Les malheurs de la guerre – Séjour des Francais à Kitzbühel et Mittersil (Autriche)

Séjour des Français à Kitzbühel et dans ses environs, d’après le témoignage d’un habitant de la localité.

Quelques jours après, le 3 décembre, nous vîmes les premiers républicains. Ils étaient quinze et s’en allaient vers le Brixenthal .

A les voir on aurait dit un convoi de prisonniers, tellement ils marchaient modestement et sans faire de bruit.

A un moment donné, ils rencontrèrent sur la route une équipe d’ouvriers cantonniers armés de piques et de pelles. Très surpris, ils s’arrêtèrent tandis que l’un d’entre eux sortit du rang et leur cria en mauvais allemand : « Hé, là-bas ! Les Tyroliens ! Nous sommes de braves gens, ne tire pas, nous sommes de bons amis ».

— Il n’y a pas de danger, répondirent les nôtres ; c’est fini nous ne tirons plus maintenant ».

Le 16 janvier arrivèrent les sauvegardes françaises. C’étaient des grenadiers de la 36e demi-brigade, de beaux hommes, bien équipés et ayant de l’argent à profusion. Chose curieuse, leur commandant, qui s’appelait Doridant, descendit chez le maître de poste qui avait été auparavant commandant des milices tyroliennes et s’était distingué dans plusieurs combats contre les Français. Tous deux furent constamment en bonne intelligence.

A leurs jours de décade, nous ne leur avons jamais vu une physionomie de fête quelconque, mais il n’en était pas ainsi à nos dimanches et jours de fête catholique. Ces jours-là, il y en avait toujours qui assistaient à l’office à l’église et ce fut un contraste bien saisissant que de voir ces gens, vêtus des couleurs bleu, blanc et rouge, mêlés à la foule pieuse des paysans, tirer de leurs poches leurs rosaires, se signer et s’asperger d’eau bénite et se mettre chrétiennement à genoux.

On en fut bien étonné chez nous parce que les Tyroliens nous avaient raconté que les républicains ne croyaient pas en Dieu, avaient aboli la religion et étaient les ennemis jurés de tous les prêtres.
━━━━━━━━━━━━━━━━━━━━
▶ _Tâche demandée_
Pour chacune des affirmations suivantes, dites si elle concorde avec le récit du séjour des Français à Kitzbühel en répondant oui ou non et en citant les mots décisifs du récit. 1. Les premiers républicains aperçus le 3 décembre étaient quinze. 2. Le commandant Doridant logea chez le curé de la localité. 3. Les soldats français n'assistaient jamais aux offices catholiques. Les enregistrements qui suivent n'ont aucun rapport avec le texte.

▶ _Objets conservés d'une collection_
━━━━━━━━━━━━━━━━━━━━
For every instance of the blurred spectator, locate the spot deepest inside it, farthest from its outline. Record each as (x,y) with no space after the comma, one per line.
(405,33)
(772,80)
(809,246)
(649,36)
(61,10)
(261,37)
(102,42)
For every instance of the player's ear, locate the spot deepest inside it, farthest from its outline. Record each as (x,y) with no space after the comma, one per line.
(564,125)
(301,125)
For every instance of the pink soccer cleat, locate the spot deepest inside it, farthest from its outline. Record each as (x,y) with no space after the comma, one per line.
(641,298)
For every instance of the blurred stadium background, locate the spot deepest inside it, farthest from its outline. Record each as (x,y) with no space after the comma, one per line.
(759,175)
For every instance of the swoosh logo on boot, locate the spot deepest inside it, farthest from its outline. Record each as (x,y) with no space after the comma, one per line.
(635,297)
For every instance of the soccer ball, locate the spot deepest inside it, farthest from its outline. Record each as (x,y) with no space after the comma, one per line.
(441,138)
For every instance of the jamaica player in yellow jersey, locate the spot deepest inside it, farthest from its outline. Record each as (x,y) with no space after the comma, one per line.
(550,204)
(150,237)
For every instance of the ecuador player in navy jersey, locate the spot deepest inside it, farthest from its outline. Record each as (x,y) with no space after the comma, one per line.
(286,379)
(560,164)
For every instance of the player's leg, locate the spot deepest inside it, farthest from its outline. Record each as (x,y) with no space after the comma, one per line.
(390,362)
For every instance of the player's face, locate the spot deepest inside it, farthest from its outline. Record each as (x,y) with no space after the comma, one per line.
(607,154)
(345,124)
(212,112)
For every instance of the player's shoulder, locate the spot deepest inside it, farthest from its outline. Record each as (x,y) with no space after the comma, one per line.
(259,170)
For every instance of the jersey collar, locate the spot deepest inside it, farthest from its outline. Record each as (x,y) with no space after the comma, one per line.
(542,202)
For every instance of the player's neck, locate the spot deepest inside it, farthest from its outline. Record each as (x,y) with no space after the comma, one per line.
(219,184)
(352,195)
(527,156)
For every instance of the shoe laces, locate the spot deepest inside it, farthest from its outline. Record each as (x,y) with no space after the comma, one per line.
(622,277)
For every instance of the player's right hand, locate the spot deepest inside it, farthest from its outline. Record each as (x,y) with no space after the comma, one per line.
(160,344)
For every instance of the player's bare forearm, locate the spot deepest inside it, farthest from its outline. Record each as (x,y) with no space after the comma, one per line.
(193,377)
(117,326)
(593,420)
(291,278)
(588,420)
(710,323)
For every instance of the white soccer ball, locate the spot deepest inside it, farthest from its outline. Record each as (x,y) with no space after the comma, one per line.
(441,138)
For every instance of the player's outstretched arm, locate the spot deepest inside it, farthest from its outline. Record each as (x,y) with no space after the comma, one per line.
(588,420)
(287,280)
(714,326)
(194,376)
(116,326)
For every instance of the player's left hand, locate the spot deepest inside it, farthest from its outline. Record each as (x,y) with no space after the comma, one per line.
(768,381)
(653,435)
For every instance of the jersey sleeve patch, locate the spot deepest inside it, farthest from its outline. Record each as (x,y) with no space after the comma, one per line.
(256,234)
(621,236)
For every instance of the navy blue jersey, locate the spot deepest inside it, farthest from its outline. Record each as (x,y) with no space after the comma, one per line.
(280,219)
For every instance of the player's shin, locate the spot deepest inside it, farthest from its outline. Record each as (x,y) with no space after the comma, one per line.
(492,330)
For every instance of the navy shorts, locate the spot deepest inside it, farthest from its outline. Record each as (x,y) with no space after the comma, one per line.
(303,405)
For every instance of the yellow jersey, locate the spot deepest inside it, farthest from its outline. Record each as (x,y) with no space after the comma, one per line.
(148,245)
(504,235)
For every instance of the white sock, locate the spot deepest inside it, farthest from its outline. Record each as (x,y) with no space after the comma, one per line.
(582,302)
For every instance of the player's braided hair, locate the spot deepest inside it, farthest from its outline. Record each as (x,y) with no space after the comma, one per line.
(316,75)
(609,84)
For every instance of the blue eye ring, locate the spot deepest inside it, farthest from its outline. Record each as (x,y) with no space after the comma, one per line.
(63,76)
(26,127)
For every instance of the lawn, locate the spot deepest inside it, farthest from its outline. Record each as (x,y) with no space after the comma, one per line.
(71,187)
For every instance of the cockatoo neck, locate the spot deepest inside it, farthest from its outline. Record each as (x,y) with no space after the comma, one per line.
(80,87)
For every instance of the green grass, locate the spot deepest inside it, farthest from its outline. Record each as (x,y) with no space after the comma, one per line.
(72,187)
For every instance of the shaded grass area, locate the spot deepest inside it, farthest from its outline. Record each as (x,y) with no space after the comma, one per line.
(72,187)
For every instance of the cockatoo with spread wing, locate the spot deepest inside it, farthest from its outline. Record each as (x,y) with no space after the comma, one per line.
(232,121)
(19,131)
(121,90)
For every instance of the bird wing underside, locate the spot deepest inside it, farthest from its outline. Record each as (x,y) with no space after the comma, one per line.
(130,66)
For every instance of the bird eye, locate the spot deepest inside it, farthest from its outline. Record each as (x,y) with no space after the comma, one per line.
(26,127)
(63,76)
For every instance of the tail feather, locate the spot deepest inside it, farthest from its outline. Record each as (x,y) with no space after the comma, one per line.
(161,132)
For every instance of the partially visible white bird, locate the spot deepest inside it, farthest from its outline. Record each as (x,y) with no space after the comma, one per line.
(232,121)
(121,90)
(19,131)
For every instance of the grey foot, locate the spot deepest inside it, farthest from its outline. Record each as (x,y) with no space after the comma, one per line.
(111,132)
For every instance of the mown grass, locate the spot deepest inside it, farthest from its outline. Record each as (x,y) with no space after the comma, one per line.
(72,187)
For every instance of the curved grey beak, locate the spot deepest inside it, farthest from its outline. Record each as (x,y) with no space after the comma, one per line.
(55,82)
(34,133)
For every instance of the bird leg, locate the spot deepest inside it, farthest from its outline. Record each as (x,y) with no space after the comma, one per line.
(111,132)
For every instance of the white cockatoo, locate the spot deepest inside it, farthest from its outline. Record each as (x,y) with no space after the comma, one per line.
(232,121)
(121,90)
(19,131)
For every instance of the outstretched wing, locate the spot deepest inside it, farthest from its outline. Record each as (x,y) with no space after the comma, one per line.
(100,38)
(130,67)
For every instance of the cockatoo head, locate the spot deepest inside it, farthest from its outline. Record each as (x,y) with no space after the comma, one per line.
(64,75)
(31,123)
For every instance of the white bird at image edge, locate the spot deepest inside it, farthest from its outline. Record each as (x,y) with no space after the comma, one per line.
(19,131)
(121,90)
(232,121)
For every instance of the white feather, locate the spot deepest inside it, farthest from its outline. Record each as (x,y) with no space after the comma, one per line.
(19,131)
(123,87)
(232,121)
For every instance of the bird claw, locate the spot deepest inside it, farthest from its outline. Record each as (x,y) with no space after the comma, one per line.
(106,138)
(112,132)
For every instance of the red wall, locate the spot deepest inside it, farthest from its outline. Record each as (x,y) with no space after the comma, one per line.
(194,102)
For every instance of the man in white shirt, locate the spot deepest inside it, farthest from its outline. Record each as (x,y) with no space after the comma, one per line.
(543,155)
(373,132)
━━━━━━━━━━━━━━━━━━━━
▶ _Résultat de l'exercice_
1. Oui : « Ils étaient quinze ».
2. Non : « descendit chez le maître de poste ».
3. Non : « il y en avait toujours qui assistaient à l’office à l’église ».